A run of records
^^^^^^^^
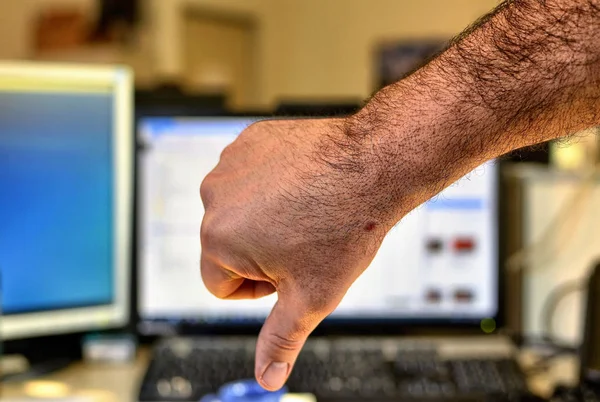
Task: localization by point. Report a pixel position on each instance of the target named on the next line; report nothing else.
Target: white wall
(327, 47)
(569, 253)
(16, 17)
(313, 48)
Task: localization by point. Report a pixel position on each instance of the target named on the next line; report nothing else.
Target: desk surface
(120, 382)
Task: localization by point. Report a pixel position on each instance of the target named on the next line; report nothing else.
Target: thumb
(281, 338)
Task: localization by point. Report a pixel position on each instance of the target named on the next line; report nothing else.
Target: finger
(225, 284)
(250, 289)
(219, 281)
(282, 336)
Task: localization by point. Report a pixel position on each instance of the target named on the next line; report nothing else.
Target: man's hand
(287, 212)
(301, 207)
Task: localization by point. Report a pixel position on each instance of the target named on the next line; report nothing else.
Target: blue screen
(56, 191)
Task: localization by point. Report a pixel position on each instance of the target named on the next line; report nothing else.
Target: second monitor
(438, 266)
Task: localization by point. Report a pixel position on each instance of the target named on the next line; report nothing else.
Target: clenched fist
(293, 207)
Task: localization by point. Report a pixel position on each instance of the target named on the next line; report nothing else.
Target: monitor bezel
(116, 314)
(330, 327)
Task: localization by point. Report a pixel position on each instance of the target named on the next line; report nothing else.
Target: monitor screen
(439, 264)
(61, 171)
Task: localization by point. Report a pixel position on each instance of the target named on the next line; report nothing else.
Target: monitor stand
(43, 356)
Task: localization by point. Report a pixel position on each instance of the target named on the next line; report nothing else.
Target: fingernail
(275, 375)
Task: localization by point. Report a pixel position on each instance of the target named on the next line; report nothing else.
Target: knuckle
(280, 342)
(206, 191)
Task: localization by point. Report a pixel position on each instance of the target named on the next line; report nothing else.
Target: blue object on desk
(245, 391)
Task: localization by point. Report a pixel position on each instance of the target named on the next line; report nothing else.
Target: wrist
(404, 130)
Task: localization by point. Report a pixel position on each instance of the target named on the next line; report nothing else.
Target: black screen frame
(329, 327)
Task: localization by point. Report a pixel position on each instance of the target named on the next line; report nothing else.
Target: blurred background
(255, 58)
(255, 51)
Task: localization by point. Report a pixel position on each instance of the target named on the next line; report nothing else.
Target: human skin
(301, 207)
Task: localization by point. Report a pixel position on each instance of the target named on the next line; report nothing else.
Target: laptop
(434, 286)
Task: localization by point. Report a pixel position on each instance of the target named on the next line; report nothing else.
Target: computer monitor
(439, 266)
(66, 173)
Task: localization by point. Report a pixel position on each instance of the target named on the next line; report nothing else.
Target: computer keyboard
(185, 369)
(580, 393)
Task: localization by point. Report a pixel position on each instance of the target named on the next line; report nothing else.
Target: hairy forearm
(528, 72)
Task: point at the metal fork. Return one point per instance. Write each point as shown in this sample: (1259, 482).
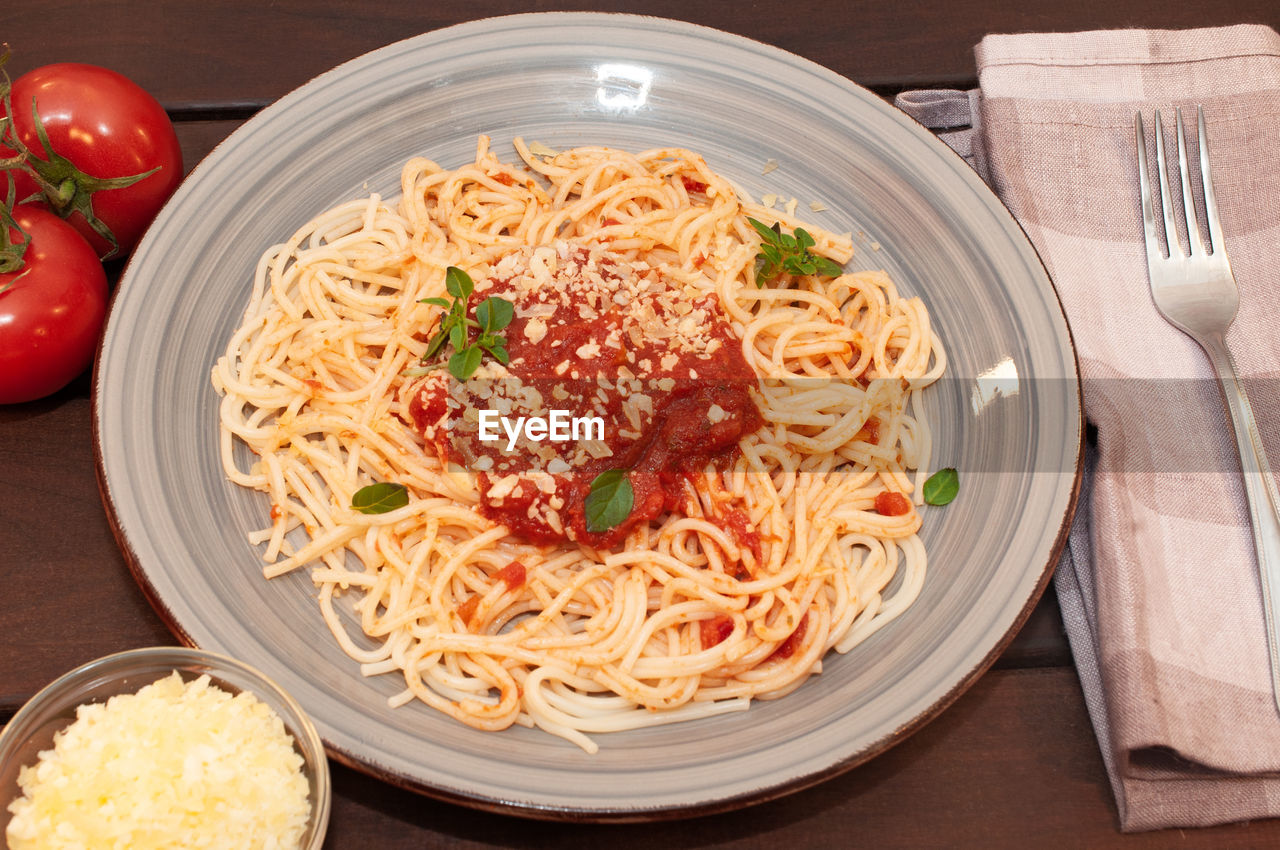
^^^^^^^^
■ WHAT NEEDS TO BE DONE
Find every line in the data above that contains the word "desk" and copy each one out.

■ RESULT OF THE EXERCISE
Target: desk surface
Target: blue object on desk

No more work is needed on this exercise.